#### [TO BE DONE]
Copy the listing below word for word, starting at the line that contains "written like <point>531,759</point>." and continuing through its final line.

#### [DATA SHOWN]
↓↓↓

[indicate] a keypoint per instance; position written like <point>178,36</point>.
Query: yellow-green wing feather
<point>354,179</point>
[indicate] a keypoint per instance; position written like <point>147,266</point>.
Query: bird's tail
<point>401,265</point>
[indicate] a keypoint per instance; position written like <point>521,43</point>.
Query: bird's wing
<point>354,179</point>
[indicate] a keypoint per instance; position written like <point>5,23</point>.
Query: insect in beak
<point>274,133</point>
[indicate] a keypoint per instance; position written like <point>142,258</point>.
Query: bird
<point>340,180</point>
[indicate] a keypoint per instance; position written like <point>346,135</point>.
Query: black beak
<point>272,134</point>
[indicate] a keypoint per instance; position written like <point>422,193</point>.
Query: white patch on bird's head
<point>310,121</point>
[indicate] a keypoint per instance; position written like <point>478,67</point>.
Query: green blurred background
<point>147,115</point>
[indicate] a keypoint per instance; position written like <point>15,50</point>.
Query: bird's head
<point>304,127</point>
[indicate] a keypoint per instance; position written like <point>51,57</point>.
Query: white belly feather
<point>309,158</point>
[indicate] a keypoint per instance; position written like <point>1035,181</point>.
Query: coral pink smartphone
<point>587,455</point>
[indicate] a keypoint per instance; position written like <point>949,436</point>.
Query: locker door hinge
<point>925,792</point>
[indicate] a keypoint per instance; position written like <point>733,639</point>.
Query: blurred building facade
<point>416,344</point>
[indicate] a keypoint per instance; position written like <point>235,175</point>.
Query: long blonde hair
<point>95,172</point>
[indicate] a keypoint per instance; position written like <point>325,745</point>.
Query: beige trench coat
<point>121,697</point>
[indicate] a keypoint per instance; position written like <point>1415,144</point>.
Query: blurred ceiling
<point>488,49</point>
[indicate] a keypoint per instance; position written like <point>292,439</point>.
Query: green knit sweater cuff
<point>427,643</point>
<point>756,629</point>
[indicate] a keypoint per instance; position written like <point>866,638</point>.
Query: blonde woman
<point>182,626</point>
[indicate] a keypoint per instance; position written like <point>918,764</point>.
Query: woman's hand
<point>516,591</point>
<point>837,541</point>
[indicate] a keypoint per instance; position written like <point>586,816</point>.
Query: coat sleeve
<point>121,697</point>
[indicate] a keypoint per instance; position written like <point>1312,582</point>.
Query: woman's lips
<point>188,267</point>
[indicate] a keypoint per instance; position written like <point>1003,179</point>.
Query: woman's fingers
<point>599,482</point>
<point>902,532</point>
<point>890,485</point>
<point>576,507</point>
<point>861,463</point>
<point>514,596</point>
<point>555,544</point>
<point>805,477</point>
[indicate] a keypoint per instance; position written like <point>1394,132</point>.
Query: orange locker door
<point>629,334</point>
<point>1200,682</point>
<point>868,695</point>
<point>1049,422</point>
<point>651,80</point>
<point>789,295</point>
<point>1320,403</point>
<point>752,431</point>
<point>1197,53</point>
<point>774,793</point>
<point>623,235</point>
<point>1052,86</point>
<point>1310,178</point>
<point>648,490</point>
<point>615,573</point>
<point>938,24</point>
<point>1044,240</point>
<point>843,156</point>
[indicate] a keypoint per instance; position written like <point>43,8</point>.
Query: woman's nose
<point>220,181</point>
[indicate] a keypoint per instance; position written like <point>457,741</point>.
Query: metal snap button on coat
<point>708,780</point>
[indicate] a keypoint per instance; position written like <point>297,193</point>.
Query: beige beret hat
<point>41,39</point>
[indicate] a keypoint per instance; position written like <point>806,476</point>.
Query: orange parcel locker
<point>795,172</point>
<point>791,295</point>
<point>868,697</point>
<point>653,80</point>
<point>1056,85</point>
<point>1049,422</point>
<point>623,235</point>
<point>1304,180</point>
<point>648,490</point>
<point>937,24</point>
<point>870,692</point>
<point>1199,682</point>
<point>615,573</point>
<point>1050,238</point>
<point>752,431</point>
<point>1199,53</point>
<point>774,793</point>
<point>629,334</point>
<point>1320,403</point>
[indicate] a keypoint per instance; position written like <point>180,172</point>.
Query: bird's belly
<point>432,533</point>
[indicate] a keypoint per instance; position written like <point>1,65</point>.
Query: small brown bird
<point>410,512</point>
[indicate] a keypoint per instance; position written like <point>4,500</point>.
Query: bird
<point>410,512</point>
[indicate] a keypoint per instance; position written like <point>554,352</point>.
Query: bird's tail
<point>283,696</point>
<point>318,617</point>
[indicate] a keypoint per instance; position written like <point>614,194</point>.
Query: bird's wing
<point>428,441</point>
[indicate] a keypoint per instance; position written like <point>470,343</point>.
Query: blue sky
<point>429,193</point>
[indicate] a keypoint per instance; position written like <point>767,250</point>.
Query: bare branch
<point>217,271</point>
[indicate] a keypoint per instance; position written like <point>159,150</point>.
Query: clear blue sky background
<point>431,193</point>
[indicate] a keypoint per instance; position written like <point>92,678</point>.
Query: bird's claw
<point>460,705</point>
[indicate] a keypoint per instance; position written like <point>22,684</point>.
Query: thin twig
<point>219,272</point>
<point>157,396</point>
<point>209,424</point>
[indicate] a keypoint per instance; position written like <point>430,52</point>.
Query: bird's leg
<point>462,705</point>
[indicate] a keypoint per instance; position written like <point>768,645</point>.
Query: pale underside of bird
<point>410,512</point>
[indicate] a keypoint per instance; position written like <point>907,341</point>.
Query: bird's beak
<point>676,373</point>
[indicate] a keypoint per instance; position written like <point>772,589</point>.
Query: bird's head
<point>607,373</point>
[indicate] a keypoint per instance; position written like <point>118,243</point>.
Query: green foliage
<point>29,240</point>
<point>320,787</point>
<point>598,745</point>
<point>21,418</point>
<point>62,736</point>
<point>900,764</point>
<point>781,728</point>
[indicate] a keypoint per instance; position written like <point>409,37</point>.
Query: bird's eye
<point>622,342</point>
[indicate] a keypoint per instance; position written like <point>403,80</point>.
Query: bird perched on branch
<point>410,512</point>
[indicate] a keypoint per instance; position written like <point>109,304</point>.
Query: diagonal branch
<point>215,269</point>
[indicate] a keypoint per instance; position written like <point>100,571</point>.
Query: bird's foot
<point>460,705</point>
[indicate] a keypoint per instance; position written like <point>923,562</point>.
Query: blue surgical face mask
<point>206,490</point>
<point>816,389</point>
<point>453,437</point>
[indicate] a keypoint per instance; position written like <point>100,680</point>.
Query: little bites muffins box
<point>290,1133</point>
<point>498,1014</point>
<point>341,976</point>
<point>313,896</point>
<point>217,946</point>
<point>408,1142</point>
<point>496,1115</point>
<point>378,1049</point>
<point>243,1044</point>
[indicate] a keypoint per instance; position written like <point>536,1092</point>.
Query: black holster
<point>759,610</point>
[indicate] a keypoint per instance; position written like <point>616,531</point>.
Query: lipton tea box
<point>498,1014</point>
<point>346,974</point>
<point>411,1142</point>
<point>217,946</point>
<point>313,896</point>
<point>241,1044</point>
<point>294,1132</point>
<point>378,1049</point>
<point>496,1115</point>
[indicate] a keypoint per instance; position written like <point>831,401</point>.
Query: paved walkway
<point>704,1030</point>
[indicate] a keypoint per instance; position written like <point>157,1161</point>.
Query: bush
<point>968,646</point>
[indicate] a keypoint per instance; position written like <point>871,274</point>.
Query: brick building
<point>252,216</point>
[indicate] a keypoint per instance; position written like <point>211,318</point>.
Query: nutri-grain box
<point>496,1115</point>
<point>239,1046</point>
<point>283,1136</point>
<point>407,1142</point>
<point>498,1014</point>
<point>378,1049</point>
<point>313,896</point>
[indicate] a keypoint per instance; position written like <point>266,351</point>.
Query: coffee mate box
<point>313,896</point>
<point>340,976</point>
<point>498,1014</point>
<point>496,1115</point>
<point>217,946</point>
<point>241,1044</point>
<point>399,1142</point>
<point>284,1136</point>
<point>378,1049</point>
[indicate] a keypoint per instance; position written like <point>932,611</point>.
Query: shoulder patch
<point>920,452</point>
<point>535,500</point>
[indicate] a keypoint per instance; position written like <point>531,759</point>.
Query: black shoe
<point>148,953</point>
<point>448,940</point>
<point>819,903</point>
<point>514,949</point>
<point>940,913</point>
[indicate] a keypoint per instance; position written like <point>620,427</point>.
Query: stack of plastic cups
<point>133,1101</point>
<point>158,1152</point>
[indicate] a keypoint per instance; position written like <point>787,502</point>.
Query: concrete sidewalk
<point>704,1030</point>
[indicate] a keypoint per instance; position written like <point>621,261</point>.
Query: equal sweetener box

↑↑↑

#### [EXERCISE RESULT]
[indicate] a keypoint per instance; position written like <point>531,759</point>.
Query: black shoe
<point>148,953</point>
<point>448,940</point>
<point>819,903</point>
<point>514,949</point>
<point>940,913</point>
[indicate] a keypoint per instance; position written like <point>620,427</point>.
Query: stack of plastic cups
<point>133,1101</point>
<point>158,1152</point>
[indicate] a keypoint per instance; position written like <point>787,502</point>.
Query: concrete sidewalk
<point>704,1030</point>
[indicate] a keypoint per instance; position written like <point>621,261</point>.
Query: equal sweetener box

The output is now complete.